Fig. 5. E.-A. Carolus-Duran, Portrait de Madame
Sainctelette
, 1871

Fig. 6. J.-J. Henner L’Idylle, 1872

Fig. 7. A. Gilbert, d’après N. Jacquemart, Portrait
de M. Thiers
, 1872

Fig. 8. C. Corot, Souvenir de Ville-d’Avray,
entre 1869 et 1872

Fig. 9. A. Chintreuil, Pommiers et genêts en fleurs, 1872

      La description résonne ici comme un slogan : Valade prend de facto position contre le jury du Salon, qui a rejeté la toile de Courbet. Castagnary, l’ami du peintre, déclare sans détour qu’il s’agit là du « meilleur tableau du Salon de 1872 » et réagit ainsi à la controverse : « Pourquoi M. Meissonier s’est infligé à lui-même le ridicule et pourquoi il a excité les anciens jurés de la princesse Mathilde à assumer la honte de refuser la maîtresse œuvre du Salon, c’est un mystère facilement pénétrable pour ceux qui connaissent à quel degré de servitude morale l’empire de Napoléon III avait réduit les artistes » [73]. Valade traduit ailleurs le sentiment éprouvé devant les nouveautés plastiques et les singularités de composition. Le quatrain d’après le Combat du Kearsage et de l’Alabama de Manet [74] (fig. 4) démontre sa curiosité à l’égard des innovations du peintre, qui jette dans son œuvre les bases d’une destruction de l’espace plastique hérité de la Renaissance :

 

Au loin le noir combat gronde ; mais que nous font
L’azur taché de suie et les clameurs couvertes
Par ton bruit, Océan, dont les grandes eaux vertes
Roulent du haut en bas de ce cadre profond [75] !

 

      Le vers final donne l’occasion à Valade de souligner la manière personnelle de Manet dans la résolution des problèmes de perspective [76]. Sa description met en conséquence l’accent sur la composition, où se superposent haut, bas, profondeur, premier plan, arrière-plan. Castagnary note d’ailleurs que la marine « fait un peu façade » [77]. Le poète rend compte d’autres singularités encore, comme celles de Carolus-Duran, élève de Manet, dans un portrait de femme [78] aux couleurs chatoyantes (fig. 5) :

 

Dans l’éclat de son luxe aux accords querelleurs
La Femme trône ainsi qu’une reine sauvage ;
Et l’opulente chair triomphe avec tapage
Parmi le pêle-mêle avivé des couleurs [79].

Enregistrements ->
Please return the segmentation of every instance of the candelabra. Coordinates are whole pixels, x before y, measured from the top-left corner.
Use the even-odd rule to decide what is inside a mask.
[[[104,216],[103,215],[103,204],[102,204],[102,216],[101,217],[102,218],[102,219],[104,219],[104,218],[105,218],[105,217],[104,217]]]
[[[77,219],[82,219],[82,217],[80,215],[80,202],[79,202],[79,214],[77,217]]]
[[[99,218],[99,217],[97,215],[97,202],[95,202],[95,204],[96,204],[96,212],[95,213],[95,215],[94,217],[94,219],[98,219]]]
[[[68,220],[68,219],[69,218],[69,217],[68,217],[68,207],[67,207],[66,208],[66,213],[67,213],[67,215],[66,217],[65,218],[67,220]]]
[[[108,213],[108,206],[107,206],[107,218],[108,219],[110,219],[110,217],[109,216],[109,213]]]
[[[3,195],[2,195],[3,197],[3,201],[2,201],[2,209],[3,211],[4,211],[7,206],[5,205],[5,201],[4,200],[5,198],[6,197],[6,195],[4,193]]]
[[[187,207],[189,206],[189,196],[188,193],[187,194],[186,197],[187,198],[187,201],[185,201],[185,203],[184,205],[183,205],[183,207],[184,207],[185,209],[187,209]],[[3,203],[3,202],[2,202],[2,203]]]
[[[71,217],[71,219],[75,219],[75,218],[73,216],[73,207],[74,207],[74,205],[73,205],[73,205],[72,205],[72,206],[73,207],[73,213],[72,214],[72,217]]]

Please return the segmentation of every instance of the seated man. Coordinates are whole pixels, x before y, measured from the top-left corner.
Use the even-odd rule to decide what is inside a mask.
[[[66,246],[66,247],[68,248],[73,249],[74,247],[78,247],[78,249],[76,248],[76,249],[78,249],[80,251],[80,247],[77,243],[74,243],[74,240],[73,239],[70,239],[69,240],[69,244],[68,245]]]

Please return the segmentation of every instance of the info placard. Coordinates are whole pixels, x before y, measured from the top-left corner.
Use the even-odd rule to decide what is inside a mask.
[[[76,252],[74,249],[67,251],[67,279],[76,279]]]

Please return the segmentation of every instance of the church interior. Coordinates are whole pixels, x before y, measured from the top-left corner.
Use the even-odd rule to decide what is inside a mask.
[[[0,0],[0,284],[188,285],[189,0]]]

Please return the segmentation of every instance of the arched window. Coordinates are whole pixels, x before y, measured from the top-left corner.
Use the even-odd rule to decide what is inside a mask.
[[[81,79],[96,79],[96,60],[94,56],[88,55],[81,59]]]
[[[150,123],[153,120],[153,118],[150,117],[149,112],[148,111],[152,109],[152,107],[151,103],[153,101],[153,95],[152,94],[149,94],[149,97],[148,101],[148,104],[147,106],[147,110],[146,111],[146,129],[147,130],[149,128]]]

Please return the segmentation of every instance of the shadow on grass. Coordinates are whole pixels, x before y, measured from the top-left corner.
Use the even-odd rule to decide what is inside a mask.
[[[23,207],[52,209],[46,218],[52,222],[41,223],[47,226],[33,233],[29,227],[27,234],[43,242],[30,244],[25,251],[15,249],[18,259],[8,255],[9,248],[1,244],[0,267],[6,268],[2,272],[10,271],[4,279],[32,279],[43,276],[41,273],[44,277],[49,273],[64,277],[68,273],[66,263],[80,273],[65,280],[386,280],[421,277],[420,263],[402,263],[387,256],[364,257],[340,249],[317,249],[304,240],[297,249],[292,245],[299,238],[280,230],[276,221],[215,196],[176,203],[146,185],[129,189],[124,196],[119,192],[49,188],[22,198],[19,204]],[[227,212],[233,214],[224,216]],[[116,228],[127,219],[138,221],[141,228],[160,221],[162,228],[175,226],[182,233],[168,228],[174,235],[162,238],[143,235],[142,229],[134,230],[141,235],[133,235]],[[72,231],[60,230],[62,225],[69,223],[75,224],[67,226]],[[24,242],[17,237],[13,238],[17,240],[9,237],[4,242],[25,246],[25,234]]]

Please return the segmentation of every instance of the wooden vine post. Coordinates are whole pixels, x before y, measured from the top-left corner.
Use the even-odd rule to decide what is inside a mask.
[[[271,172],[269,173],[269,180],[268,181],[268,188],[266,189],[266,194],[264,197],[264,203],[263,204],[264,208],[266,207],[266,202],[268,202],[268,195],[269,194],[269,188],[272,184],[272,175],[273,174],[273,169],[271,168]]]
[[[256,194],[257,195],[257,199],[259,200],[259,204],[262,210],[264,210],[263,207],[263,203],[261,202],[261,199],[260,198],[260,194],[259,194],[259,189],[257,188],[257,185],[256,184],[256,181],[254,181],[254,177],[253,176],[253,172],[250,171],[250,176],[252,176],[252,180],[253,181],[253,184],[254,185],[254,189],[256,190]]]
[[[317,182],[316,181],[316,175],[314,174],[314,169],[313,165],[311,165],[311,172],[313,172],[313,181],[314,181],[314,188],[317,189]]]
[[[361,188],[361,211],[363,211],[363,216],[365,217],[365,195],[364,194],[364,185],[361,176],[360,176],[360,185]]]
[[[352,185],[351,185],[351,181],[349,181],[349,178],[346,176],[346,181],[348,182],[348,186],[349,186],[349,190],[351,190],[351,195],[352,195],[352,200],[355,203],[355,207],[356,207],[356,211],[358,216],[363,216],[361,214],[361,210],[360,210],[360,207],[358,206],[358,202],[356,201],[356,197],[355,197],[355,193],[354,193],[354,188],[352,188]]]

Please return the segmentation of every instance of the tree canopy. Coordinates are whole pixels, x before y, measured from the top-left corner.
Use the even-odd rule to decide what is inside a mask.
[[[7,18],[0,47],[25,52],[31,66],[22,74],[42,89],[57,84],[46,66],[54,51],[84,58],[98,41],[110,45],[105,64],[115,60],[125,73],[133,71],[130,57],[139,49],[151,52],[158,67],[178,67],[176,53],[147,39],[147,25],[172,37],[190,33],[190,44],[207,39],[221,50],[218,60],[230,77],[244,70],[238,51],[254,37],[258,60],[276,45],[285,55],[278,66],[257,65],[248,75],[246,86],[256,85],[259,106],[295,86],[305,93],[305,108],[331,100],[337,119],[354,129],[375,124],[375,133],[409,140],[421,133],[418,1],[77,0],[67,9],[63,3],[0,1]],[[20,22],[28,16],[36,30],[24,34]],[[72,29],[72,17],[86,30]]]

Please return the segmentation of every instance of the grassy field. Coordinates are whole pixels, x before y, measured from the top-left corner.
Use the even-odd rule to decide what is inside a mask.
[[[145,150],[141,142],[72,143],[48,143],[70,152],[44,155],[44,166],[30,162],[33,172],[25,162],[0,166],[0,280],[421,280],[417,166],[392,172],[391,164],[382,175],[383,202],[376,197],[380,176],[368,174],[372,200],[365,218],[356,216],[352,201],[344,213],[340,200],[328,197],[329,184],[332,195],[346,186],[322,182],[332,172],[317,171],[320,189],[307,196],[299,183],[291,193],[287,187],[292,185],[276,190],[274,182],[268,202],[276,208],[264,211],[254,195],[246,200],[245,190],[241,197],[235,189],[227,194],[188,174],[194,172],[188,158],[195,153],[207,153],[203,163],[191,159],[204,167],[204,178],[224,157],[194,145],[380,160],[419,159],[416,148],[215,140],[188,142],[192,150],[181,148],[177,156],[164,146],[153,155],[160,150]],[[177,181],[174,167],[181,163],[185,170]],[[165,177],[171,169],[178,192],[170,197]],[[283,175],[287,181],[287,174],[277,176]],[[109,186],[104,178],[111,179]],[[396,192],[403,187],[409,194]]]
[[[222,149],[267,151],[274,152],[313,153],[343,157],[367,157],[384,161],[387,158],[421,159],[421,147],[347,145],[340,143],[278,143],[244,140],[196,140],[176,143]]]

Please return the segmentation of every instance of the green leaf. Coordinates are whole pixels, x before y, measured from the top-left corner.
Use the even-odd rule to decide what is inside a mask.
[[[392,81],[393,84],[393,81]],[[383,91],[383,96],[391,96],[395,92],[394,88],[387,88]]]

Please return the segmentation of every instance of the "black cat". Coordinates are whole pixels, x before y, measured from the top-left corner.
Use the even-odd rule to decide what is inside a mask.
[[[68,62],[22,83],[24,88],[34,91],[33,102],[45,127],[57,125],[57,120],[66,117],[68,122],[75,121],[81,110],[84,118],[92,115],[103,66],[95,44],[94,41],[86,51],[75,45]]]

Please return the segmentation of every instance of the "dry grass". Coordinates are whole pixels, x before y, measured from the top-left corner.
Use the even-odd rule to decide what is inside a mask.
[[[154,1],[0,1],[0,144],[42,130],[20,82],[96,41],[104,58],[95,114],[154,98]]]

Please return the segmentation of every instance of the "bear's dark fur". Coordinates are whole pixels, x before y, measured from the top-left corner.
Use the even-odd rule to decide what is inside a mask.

Consignes ->
a - Pour chacune des affirmations suivantes, dites si elle concorde avec le texte sur le Salon de 1872 et citez à l'identique les mots du texte qui tranchent : (i) le jury du Salon a rejeté la toile de Courbet ; (ii) Carolus-Duran est présenté comme le maître de Manet ; (iii) Castagnary juge que la marine de Manet fait un peu façade.
b - Combien de lignes des enregistrements contiennent la chaîne « post » ? Donnez seulement le nombre.

Réponses ->
a -
(i) Oui : « le jury du Salon, qui a rejeté la toile de Courbet ».
(ii) Non : « Carolus-Duran, élève de Manet ».
(iii) Oui : « Castagnary note d'ailleurs que la marine « fait un peu façade » ».

b - 1